EXERCICE ÉCRIT
Répondez à ces questions d'après le texte sur le projet Bivouac :
(a) Près de quel lac se trouve le parc décrit dans « Bivouac #2 » ?
(b) Sous quoi se dresse la tente de « Bivouac #4 » ?
(c) Dans quel état sont les arceaux de la tente de « Bivouac #6 » ?

── EXTRAIT SOURCE

Projet Bivouac – Esteban García de la Mata

Bivouac #2

Près du lac Léman, dans le parc qui entoure l’Organisation mondiale du commerce, une petite tente attire l’attention par sa couleur vive. Elle marque l’espace comme un signal, un détail presque déplacé — signe que les routines quotidiennes et l’ordre officiel cohabitent avec des formes d’habitation plus fragiles. À première vue, on pourrait la confondre avec une publicité : les arbres derrière elle rappellent le fond d’écran d’un ordinateur. Pourtant, elle témoigne simplement d’une nuit passée ici, faute d’autre lieu où dormir.


Bivouac #4

Dans un recoin du parc, légèrement en retrait des chemins, une tente se dresse sous une bâche improvisée, pensée pour durer un peu plus que la nuit. Son emplacement, choisi à distance des regards, révèle une installation précaire mais réfléchie. Chaque pli du tissu, chaque attache, témoigne d’une adaptation silencieuse au terrain, à la lumière, aux passages humains. Rien ici n’affirme ni ne cherche à interpeller : seulement la trace d’une présence qui s’organise discrètement, à la limite du visible.


Bivouac #6

À l’écart des allées, une tente effondrée repose dans l’herbe, amas de toile plutôt qu’abri habitable. La matière est humide, les arceaux pliés : l’usage demeure lisible, mais la fonction de repos est compromise. Souvent montés la nuit puis repliés à l’aube, ces dispositifs cherchent à réduire l’exposition — une économie du provisoire entre apparaître et s’effacer. Ici, la forme affaissée atteste d’une adaptation contrainte : exister sans être vu, demeurer présent dans le seuil du visible.

────
── MATÉRIEL FOURNI

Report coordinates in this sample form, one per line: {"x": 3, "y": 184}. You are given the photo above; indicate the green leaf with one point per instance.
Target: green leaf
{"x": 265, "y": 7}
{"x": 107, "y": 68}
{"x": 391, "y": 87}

────

CORRIGÉ
(a) Près du lac Léman.
(b) Sous une bâche improvisée.
(c) Ils sont pliés.